WHAT YOU SHOULD DO.
Starting at the line that holds "watch face in the photo above.", copy every line exactly through the end of the data, and no others.

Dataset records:

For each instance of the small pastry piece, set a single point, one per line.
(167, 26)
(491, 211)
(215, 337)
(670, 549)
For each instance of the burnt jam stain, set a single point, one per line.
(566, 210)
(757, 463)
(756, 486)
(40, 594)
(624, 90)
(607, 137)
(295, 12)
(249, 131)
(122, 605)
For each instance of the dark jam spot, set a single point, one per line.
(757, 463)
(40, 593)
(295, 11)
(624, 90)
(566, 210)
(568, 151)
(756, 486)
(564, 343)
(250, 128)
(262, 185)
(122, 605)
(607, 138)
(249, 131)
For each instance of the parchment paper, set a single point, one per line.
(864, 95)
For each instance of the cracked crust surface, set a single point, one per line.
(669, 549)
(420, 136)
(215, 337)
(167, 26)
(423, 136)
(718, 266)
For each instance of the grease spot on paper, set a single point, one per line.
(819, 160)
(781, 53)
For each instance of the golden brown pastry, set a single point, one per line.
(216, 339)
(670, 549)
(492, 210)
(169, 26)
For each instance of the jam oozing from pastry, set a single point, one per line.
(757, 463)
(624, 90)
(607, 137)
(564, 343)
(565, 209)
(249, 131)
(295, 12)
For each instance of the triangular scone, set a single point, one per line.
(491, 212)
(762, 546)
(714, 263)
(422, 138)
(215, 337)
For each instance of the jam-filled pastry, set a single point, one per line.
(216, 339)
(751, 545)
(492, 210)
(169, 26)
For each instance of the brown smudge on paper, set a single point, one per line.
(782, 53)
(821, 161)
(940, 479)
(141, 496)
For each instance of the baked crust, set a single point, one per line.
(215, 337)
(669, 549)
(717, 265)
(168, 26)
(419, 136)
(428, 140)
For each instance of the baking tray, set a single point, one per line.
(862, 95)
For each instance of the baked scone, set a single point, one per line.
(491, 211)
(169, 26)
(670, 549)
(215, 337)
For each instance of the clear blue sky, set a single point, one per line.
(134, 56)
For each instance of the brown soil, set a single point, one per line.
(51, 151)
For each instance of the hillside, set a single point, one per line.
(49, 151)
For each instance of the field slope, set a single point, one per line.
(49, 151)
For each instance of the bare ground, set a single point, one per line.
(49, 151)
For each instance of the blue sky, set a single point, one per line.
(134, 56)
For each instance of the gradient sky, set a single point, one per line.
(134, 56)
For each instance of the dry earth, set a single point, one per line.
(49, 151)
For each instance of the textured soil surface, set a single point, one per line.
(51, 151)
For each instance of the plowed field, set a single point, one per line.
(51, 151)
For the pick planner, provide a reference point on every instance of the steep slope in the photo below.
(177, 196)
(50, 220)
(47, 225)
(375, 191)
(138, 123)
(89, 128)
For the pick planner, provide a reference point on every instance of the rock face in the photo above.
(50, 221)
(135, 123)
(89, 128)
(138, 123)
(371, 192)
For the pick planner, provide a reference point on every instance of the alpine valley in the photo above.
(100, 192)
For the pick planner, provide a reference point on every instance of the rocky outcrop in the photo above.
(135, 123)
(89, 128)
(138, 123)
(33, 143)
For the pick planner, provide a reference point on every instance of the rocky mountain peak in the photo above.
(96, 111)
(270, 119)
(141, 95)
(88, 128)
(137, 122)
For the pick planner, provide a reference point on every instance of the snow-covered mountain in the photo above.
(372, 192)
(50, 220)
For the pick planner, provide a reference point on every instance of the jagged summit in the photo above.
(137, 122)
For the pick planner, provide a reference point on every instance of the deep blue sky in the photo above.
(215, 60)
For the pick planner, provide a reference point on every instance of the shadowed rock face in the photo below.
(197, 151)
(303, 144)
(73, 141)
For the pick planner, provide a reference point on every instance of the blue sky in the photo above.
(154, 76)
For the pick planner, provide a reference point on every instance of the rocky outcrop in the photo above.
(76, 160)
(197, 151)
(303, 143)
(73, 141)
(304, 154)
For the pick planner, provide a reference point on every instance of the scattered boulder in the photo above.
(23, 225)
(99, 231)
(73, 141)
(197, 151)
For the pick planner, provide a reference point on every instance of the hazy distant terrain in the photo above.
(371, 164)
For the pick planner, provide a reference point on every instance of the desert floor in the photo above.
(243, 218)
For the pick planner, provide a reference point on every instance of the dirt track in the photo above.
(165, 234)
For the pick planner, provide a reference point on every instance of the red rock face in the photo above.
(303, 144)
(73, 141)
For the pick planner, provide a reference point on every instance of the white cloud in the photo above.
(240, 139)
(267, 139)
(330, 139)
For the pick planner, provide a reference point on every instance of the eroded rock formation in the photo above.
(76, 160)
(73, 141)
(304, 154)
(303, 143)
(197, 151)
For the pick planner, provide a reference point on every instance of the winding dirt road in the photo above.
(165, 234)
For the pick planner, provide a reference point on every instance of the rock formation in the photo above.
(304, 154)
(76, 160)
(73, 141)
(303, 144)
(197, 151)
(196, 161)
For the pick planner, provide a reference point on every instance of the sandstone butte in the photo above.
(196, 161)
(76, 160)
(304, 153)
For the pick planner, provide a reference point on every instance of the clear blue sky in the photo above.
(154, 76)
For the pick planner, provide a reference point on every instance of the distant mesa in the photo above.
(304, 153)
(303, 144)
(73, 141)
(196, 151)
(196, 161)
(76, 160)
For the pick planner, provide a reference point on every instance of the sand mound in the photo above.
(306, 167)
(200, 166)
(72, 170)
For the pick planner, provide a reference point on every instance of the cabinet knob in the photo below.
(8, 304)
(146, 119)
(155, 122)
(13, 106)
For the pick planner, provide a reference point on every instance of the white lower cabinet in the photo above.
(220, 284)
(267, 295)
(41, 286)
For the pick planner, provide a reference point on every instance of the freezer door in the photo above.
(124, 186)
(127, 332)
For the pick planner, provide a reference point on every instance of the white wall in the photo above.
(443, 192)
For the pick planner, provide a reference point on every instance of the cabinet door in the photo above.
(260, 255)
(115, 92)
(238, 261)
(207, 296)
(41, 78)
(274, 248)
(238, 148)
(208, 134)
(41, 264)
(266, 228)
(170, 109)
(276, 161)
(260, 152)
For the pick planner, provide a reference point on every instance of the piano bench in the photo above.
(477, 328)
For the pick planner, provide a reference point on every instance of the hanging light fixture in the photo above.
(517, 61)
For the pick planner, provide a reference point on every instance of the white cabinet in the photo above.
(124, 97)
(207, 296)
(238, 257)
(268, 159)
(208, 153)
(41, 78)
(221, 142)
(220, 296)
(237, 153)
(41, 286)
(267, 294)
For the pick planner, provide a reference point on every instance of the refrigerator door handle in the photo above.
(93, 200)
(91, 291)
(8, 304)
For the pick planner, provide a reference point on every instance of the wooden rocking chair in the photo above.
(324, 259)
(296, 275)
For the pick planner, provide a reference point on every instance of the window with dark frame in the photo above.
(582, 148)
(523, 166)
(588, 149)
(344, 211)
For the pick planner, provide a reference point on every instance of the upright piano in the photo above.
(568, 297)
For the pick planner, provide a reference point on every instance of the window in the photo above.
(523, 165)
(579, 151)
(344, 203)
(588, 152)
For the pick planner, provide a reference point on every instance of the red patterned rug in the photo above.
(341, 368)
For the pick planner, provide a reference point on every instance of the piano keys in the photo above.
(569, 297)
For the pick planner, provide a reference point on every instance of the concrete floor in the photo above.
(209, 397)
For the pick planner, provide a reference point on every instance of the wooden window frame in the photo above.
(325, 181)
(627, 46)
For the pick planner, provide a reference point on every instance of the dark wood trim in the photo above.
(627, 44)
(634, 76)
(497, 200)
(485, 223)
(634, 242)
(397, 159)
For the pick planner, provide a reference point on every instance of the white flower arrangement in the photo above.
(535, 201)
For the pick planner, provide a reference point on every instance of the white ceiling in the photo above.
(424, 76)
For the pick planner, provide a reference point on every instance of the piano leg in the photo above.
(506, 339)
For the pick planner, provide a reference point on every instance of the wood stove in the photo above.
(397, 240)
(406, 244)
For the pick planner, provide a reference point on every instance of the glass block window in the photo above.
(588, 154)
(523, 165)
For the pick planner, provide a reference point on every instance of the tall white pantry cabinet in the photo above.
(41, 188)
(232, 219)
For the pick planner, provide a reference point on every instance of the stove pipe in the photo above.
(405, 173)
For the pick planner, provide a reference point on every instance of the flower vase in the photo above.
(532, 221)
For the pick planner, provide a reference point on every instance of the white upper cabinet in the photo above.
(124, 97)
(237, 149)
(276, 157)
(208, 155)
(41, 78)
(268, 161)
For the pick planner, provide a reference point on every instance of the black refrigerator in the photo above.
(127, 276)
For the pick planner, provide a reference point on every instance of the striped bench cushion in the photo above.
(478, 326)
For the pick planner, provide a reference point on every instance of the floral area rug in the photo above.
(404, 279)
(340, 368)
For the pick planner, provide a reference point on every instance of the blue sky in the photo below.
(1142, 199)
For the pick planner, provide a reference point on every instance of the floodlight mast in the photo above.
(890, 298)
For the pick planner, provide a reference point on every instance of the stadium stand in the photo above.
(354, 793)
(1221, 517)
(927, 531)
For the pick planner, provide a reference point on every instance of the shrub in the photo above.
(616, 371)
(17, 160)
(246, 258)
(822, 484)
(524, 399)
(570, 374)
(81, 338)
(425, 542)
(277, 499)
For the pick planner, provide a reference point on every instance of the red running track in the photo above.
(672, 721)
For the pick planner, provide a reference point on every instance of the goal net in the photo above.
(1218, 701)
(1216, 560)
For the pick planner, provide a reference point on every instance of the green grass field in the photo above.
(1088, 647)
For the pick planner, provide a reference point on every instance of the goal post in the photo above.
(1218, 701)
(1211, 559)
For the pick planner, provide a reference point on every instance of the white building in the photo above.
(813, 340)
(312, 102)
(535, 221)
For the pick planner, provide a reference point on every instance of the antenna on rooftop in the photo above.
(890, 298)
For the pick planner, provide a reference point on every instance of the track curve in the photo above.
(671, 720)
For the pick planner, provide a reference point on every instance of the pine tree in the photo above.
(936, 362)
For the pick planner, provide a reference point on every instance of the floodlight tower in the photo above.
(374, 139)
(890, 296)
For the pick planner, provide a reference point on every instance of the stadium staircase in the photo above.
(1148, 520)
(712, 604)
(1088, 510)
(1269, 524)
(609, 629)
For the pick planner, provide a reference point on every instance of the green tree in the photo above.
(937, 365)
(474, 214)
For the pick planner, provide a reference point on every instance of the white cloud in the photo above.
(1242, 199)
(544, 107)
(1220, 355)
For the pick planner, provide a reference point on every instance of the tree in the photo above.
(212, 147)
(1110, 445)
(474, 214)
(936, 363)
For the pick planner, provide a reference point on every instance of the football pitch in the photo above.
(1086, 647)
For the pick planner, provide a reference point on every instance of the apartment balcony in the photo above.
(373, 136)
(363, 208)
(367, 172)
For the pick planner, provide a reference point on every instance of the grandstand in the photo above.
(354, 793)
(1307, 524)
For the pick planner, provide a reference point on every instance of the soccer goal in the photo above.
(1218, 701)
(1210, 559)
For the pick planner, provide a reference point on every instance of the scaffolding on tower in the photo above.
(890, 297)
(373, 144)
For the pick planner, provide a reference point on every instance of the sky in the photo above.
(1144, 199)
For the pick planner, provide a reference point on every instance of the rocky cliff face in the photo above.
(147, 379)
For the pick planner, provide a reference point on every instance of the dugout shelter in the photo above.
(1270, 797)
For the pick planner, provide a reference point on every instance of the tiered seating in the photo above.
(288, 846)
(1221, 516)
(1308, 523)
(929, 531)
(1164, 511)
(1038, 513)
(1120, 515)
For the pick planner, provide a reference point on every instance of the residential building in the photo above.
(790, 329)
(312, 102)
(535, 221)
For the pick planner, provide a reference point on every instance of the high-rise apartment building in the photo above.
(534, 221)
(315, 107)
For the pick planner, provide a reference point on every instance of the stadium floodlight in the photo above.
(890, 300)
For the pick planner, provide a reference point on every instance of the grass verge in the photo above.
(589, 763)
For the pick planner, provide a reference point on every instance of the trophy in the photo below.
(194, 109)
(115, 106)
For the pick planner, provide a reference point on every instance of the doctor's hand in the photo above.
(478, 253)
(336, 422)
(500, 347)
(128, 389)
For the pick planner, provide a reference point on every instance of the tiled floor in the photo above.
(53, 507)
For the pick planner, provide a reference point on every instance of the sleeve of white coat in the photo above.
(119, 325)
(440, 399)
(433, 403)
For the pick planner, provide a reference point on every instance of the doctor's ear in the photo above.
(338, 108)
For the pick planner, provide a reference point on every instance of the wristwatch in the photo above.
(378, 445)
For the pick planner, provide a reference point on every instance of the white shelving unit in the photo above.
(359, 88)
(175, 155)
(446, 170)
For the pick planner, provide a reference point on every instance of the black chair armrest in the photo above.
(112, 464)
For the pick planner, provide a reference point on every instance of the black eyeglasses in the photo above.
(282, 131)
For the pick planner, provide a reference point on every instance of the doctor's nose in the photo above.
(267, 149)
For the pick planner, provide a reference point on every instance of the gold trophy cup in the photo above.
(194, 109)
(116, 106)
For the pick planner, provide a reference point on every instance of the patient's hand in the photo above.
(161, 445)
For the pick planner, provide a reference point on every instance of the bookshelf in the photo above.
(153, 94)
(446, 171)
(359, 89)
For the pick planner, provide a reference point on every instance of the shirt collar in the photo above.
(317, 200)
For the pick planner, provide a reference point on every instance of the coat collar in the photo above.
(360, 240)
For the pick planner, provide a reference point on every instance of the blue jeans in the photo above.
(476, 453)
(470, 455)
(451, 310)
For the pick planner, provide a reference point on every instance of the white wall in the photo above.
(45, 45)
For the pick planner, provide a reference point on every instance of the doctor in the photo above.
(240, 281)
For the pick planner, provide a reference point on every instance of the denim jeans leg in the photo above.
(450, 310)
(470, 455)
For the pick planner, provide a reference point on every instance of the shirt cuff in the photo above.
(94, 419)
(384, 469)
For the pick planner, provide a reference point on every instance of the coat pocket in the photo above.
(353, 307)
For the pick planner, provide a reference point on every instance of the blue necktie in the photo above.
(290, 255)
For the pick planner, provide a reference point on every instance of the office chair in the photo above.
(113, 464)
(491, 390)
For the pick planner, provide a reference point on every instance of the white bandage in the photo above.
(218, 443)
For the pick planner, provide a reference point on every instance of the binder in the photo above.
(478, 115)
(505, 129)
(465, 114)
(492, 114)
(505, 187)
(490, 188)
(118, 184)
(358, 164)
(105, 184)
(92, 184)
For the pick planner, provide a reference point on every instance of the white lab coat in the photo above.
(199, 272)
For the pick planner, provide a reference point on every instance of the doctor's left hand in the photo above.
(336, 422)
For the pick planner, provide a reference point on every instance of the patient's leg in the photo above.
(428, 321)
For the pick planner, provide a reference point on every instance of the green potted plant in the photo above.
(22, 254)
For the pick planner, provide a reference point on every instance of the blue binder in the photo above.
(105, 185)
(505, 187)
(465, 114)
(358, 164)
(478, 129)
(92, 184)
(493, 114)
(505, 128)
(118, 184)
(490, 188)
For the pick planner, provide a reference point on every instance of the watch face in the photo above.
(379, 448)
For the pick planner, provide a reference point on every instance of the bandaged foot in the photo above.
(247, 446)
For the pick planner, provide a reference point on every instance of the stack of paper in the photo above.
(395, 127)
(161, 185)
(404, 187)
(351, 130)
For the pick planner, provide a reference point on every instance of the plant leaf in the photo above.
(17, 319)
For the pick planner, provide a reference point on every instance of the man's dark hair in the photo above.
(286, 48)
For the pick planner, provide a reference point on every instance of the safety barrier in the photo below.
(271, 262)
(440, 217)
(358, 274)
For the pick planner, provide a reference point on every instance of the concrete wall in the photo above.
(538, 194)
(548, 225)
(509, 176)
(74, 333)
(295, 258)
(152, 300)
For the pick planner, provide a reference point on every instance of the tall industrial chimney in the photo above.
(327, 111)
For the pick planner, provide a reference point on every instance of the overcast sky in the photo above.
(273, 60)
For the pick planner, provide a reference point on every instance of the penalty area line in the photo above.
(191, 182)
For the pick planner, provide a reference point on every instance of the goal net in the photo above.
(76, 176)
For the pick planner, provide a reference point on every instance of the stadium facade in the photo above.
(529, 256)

FINAL RESULT.
For the pick planner, provide a reference point on every instance of the watch face in the photo above.
(379, 448)
For the pick planner, provide a reference point on every instance of the bandaged foot in the photo above.
(247, 446)
For the pick planner, provide a reference point on every instance of the stack of paper in the photo above.
(395, 127)
(161, 185)
(404, 187)
(351, 130)
For the pick planner, provide a reference point on every instance of the plant leaf in the photo above.
(17, 319)
For the pick planner, provide a reference point on every instance of the man's dark hair in the photo above.
(286, 48)
For the pick planner, provide a reference point on every instance of the safety barrier in the photo below.
(271, 262)
(440, 217)
(358, 274)
For the pick planner, provide a reference point on every instance of the concrete wall in the photo above.
(538, 194)
(548, 225)
(509, 176)
(74, 333)
(295, 258)
(152, 300)
For the pick planner, provide a reference point on every instance of the tall industrial chimney in the photo above.
(327, 111)
For the pick planner, provide a reference point on every instance of the overcast sky in the photo above.
(273, 60)
For the pick planner, provide a reference point on every instance of the penalty area line in the photo above.
(191, 182)
For the pick planner, provide a reference point on every instance of the goal net in the photo above.
(76, 176)
For the pick planner, provide a reference point on every instance of the stadium facade in the photo above.
(529, 256)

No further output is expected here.